*Work to do*:
Count how many lines in the items below contain the string "navy", and reply with that number alone.

*Exercise materials*:
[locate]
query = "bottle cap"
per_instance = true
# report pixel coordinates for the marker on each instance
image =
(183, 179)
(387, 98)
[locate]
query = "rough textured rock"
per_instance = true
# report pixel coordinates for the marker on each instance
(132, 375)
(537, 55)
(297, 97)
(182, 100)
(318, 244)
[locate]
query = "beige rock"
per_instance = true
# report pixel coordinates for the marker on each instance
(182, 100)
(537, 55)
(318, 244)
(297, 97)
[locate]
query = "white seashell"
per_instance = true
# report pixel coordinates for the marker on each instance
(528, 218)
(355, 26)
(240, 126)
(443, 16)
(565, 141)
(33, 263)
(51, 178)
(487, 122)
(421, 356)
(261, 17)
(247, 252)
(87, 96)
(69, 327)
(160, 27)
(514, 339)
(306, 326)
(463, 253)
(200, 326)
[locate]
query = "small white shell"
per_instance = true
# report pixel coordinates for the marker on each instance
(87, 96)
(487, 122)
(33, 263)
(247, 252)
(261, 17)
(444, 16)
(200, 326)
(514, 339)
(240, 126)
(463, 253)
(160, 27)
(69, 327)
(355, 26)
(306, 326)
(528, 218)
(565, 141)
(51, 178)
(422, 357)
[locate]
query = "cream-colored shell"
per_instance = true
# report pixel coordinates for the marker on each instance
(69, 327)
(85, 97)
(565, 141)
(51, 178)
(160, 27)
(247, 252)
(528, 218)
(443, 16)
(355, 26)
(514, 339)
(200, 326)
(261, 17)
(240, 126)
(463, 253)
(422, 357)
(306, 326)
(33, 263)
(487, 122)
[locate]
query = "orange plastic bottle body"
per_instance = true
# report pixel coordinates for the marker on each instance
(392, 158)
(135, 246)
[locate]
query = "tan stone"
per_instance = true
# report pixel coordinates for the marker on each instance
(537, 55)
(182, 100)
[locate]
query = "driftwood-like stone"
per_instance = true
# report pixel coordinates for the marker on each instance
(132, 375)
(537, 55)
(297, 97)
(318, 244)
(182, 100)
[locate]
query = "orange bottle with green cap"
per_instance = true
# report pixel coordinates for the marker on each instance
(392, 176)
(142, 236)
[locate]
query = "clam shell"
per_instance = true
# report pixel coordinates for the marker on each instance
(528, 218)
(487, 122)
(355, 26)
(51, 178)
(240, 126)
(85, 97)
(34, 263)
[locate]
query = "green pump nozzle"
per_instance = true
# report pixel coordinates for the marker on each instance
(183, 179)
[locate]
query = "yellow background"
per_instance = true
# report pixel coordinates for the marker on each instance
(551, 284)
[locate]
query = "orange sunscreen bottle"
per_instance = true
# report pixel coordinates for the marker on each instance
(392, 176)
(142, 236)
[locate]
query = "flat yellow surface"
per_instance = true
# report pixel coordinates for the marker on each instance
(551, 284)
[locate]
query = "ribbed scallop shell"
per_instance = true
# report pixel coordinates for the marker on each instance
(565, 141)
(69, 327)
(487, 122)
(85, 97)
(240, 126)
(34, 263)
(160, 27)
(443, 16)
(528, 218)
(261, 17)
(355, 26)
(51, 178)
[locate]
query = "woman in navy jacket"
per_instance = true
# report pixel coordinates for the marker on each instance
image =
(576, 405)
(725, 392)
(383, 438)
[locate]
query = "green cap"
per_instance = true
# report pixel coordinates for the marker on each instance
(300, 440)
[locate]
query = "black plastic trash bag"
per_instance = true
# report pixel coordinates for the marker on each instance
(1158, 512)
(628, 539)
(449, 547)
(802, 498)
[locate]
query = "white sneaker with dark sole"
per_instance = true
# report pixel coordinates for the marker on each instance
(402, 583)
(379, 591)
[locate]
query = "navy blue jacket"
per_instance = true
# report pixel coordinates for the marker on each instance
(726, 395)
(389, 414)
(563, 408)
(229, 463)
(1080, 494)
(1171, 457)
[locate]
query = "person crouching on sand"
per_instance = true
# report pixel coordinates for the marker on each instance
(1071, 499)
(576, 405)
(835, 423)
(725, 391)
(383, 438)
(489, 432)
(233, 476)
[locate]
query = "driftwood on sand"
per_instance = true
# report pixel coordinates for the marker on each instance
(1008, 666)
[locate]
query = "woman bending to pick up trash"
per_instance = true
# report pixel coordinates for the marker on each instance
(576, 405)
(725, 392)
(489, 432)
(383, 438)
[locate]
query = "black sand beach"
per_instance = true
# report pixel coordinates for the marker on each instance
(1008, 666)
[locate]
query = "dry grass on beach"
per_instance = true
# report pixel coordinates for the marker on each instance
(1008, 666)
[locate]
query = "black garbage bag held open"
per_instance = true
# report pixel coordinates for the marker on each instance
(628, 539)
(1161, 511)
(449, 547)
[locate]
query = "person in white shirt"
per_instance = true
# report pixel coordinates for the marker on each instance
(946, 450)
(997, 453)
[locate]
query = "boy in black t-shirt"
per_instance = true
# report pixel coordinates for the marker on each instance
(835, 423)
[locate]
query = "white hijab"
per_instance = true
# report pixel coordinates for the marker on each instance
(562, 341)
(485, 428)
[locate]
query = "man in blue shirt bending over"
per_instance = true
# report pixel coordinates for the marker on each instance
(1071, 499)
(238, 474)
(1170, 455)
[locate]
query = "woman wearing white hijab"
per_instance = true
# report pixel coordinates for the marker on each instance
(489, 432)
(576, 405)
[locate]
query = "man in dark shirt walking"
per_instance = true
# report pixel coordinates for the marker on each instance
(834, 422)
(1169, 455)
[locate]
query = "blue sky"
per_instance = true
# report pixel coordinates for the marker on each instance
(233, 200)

*Problem solution*:
2